• **Extracted entries**
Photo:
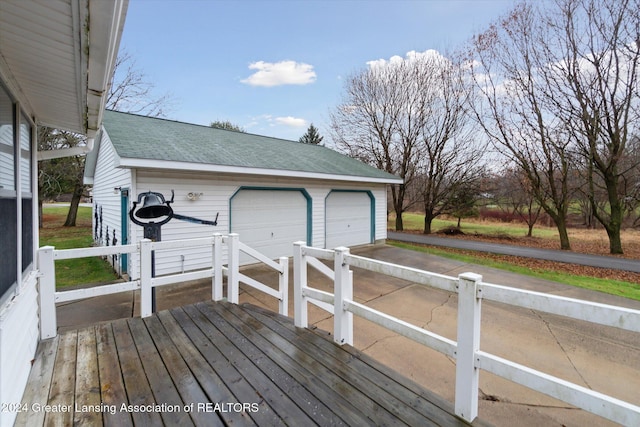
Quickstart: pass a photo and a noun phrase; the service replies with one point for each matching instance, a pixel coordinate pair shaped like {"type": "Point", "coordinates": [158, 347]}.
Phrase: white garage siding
{"type": "Point", "coordinates": [217, 191]}
{"type": "Point", "coordinates": [348, 218]}
{"type": "Point", "coordinates": [270, 220]}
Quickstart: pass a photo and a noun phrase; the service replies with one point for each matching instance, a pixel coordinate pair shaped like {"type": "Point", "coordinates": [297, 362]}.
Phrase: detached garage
{"type": "Point", "coordinates": [270, 191]}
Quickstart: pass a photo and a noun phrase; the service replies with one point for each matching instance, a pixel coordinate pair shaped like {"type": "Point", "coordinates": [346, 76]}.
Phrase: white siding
{"type": "Point", "coordinates": [107, 177]}
{"type": "Point", "coordinates": [216, 190]}
{"type": "Point", "coordinates": [18, 341]}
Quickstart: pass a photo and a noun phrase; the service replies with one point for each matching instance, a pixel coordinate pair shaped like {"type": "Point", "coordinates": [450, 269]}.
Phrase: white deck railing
{"type": "Point", "coordinates": [48, 295]}
{"type": "Point", "coordinates": [471, 291]}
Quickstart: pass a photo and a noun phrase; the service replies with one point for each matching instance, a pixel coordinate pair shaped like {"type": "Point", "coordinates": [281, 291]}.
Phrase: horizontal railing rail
{"type": "Point", "coordinates": [48, 296]}
{"type": "Point", "coordinates": [235, 277]}
{"type": "Point", "coordinates": [466, 350]}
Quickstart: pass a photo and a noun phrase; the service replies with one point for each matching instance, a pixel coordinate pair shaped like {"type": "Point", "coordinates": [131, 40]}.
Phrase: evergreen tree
{"type": "Point", "coordinates": [312, 136]}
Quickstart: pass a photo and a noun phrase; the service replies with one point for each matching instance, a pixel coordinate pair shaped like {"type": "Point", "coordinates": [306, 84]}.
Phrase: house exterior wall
{"type": "Point", "coordinates": [216, 191]}
{"type": "Point", "coordinates": [18, 279]}
{"type": "Point", "coordinates": [109, 183]}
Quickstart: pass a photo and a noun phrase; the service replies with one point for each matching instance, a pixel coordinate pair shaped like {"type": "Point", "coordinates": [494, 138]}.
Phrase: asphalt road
{"type": "Point", "coordinates": [523, 251]}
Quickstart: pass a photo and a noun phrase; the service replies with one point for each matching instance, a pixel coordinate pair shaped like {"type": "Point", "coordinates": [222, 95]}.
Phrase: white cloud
{"type": "Point", "coordinates": [270, 74]}
{"type": "Point", "coordinates": [291, 121]}
{"type": "Point", "coordinates": [410, 56]}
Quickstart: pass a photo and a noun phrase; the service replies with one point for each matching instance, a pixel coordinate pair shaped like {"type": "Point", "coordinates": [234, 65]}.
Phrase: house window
{"type": "Point", "coordinates": [8, 196]}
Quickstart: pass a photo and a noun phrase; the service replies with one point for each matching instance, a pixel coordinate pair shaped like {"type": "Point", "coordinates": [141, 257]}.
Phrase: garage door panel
{"type": "Point", "coordinates": [269, 220]}
{"type": "Point", "coordinates": [348, 219]}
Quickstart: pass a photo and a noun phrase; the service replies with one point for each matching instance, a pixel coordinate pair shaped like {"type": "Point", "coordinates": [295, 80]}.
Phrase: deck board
{"type": "Point", "coordinates": [207, 359]}
{"type": "Point", "coordinates": [112, 389]}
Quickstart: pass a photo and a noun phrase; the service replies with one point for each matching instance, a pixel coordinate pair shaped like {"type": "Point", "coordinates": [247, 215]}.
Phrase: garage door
{"type": "Point", "coordinates": [348, 219]}
{"type": "Point", "coordinates": [269, 220]}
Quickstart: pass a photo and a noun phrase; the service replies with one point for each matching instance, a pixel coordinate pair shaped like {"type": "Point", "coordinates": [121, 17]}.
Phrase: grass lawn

• **Exercise goal**
Can you repeat every record above exactly, apart from the pictures?

• **Exercise solution**
Photo:
Quickstart: pass a photo and a noun phrase; the service replies with one point for each matching instance, a pixel coordinate pair shaped like {"type": "Point", "coordinates": [158, 347]}.
Phrase: white garage siding
{"type": "Point", "coordinates": [217, 191]}
{"type": "Point", "coordinates": [348, 218]}
{"type": "Point", "coordinates": [270, 220]}
Quickstart: pass a photo and a noun phrase; the service replies with one point for each matching instance, a pixel coordinate pair shaped like {"type": "Point", "coordinates": [297, 362]}.
Phrase: detached garage
{"type": "Point", "coordinates": [270, 191]}
Quickstart: pass a photo and a noun phrase; the service replies with one point for each matching instance, a pixel coordinate pair shaped like {"type": "Point", "coordinates": [346, 76]}.
Phrase: white siding
{"type": "Point", "coordinates": [107, 177]}
{"type": "Point", "coordinates": [216, 190]}
{"type": "Point", "coordinates": [18, 341]}
Quickstart: pass a photo and a noun phrase; the service replies with one point for each matching instance, a pixel coordinate pair shaped like {"type": "Point", "coordinates": [450, 269]}.
Phrase: white deck railing
{"type": "Point", "coordinates": [48, 295]}
{"type": "Point", "coordinates": [471, 291]}
Quickstart: pass a photo and a noun phrase; the service replies with one point for each matching instance, a pixel coordinate pair shaped like {"type": "Point", "coordinates": [281, 291]}.
Phrase: horizontal railing rail
{"type": "Point", "coordinates": [48, 296]}
{"type": "Point", "coordinates": [235, 277]}
{"type": "Point", "coordinates": [466, 350]}
Quickstart: pass a photo and a noun phrase; the service replies with one point for each matching instance, a pixel coordinate pair shaped like {"type": "Point", "coordinates": [131, 40]}.
Phrase: evergreen tree
{"type": "Point", "coordinates": [312, 136]}
Quickstart: pass a photo and a noun phrase; the service replies with one point for each matching instance, a pixel coordinate pair shaped like {"type": "Point", "coordinates": [306, 84]}.
Phrase: house exterior wall
{"type": "Point", "coordinates": [216, 191]}
{"type": "Point", "coordinates": [18, 279]}
{"type": "Point", "coordinates": [109, 183]}
Quickstart: pass a photo and a noun phrase; the service replies with one point for each matching instance, a pixel coordinate pair shaped like {"type": "Point", "coordinates": [494, 138]}.
Phrase: asphalt road
{"type": "Point", "coordinates": [523, 251]}
Quickstart: pass a photo and a noun phrase; the service replies with one point for each matching instance, a pixel coordinate pair shaped like {"type": "Point", "coordinates": [222, 95]}.
Phrase: white cloud
{"type": "Point", "coordinates": [270, 74]}
{"type": "Point", "coordinates": [291, 121]}
{"type": "Point", "coordinates": [410, 56]}
Quickstart: pass a photo and a noun phrase; the service replies with one point for each matching instance, a pixel coordinate pair shaped like {"type": "Point", "coordinates": [234, 65]}.
Phrase: house window
{"type": "Point", "coordinates": [8, 196]}
Quickstart: pass a photo and a noun phrase; the service replies with one point for each matching instance, a pixel coordinate pair shaped like {"type": "Point", "coordinates": [141, 257]}.
Phrase: garage door panel
{"type": "Point", "coordinates": [269, 220]}
{"type": "Point", "coordinates": [348, 219]}
Quickstart: pass a photo and a noun phrase; the service replies with one point for each matching instance, a pixel coordinate pair shaped like {"type": "Point", "coordinates": [295, 80]}.
Phrase: deck board
{"type": "Point", "coordinates": [207, 359]}
{"type": "Point", "coordinates": [112, 389]}
Quickstart: pass a photo and a noun phrase; the service replies with one point for each matching instance, a pixel coordinate pair shaped like {"type": "Point", "coordinates": [247, 215]}.
Phrase: garage door
{"type": "Point", "coordinates": [348, 219]}
{"type": "Point", "coordinates": [269, 220]}
Quickstart: pass a photo and a noun phrase; the service replies with one point for each matching instance, a pixel coordinate pair shaped like {"type": "Point", "coordinates": [121, 17]}.
Phrase: grass lawn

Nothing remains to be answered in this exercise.